══ Dataset content ══
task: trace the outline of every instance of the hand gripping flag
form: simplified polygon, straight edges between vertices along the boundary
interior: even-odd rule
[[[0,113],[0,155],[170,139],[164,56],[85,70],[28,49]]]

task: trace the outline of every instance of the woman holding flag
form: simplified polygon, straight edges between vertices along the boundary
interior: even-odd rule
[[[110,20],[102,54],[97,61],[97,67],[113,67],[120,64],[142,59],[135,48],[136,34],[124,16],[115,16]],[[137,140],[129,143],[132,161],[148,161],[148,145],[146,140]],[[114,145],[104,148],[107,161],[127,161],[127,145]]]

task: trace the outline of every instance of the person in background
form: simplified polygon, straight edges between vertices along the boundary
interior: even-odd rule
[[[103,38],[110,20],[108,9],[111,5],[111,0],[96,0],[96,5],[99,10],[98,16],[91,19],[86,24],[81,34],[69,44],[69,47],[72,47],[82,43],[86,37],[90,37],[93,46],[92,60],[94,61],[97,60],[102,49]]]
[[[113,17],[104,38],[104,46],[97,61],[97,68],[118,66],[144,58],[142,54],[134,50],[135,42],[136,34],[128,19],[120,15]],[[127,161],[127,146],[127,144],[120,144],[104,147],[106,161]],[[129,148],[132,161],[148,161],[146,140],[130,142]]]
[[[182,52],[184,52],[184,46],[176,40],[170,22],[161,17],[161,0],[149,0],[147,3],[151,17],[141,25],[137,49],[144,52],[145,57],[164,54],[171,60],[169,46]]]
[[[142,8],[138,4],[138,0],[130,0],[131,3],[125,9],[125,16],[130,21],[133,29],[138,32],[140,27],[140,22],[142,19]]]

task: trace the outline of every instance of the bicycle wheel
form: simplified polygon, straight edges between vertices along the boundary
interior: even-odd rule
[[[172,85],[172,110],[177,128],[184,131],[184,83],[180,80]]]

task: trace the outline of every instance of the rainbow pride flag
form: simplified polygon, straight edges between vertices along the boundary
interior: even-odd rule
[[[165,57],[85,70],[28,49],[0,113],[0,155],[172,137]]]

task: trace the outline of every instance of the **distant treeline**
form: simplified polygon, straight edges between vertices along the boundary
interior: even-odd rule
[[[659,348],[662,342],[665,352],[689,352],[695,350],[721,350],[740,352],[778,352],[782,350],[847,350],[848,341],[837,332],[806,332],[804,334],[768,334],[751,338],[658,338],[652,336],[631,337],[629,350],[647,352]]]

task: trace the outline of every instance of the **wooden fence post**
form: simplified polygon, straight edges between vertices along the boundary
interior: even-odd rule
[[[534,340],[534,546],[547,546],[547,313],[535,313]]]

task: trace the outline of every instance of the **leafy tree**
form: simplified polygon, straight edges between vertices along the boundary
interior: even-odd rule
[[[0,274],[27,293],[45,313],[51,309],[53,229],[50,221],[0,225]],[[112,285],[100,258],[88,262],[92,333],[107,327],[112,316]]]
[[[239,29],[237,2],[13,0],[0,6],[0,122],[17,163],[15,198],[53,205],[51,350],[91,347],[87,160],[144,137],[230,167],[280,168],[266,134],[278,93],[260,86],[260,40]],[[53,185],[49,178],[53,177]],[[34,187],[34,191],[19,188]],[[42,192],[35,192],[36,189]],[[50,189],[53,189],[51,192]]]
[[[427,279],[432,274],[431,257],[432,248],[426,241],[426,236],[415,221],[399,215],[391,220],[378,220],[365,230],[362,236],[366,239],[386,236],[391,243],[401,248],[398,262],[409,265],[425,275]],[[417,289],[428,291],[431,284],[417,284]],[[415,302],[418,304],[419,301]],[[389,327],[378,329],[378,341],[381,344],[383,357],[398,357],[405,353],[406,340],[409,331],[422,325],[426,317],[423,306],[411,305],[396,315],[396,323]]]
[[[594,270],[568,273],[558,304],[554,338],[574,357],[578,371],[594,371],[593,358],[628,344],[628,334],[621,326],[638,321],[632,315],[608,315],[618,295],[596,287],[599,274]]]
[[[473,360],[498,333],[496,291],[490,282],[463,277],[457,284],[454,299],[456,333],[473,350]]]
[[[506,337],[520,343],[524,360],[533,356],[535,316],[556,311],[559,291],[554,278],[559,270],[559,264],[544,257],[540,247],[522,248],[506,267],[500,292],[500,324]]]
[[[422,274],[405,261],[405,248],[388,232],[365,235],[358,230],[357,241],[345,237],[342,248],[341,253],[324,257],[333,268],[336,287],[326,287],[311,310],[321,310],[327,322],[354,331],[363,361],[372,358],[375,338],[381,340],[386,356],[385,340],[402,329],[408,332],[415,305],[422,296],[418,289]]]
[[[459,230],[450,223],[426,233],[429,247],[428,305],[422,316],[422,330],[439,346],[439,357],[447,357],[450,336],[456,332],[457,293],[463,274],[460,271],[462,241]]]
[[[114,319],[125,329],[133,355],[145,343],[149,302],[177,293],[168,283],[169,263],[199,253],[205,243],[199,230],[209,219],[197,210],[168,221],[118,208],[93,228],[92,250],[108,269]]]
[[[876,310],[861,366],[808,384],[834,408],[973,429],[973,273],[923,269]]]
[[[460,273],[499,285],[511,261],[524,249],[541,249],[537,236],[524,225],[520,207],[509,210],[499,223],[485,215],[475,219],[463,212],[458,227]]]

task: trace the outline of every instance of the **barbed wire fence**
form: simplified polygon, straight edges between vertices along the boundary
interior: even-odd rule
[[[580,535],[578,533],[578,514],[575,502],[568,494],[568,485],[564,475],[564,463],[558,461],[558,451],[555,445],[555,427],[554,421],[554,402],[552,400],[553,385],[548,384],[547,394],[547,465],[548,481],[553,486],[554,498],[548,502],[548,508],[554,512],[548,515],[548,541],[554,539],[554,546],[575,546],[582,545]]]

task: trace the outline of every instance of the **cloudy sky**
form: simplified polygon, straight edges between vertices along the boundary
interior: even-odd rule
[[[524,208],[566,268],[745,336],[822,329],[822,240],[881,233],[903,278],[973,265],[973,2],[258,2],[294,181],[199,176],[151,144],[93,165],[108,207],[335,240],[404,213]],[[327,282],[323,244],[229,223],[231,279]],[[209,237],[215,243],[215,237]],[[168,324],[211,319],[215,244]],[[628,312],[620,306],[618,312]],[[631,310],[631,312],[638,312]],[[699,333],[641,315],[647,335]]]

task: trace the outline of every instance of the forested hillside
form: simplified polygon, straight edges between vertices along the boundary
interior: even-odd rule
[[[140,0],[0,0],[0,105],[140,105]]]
═══
◆ **Problem requirements**: Copy the data above exactly, starting with the line that contains "task: trace the outline of every instance of the bicycle" and continuing through the line that contains "[[[534,340],[534,546],[547,546],[547,313],[535,313]]]", including both of those lines.

◆ **Result of this task**:
task: trace the outline of every instance of the bicycle wheel
form: simplified polygon, straight edges between vertices along the boundary
interior: even-odd rule
[[[172,85],[172,110],[177,128],[184,131],[184,83],[180,80]]]

task: trace the outline of every instance of the rainbow pride flag
form: simplified polygon, straight edges between vertices along the boundary
interior: even-odd rule
[[[165,57],[85,70],[28,49],[0,113],[0,155],[172,137]]]

task: trace the outline of every instance of the **distant treeline**
form: simplified polygon, straight edges between vertices along the boundary
interior: even-odd rule
[[[659,348],[662,342],[665,352],[689,352],[695,350],[721,350],[740,352],[778,352],[782,350],[847,350],[848,341],[837,332],[806,332],[804,334],[768,334],[751,338],[658,338],[652,336],[631,337],[629,350],[647,352]]]

task: trace the outline of every instance of the **wooden fence post**
form: simplified polygon, straight edges between vertices along the boundary
interior: even-odd rule
[[[534,340],[534,546],[547,546],[547,313],[535,313]]]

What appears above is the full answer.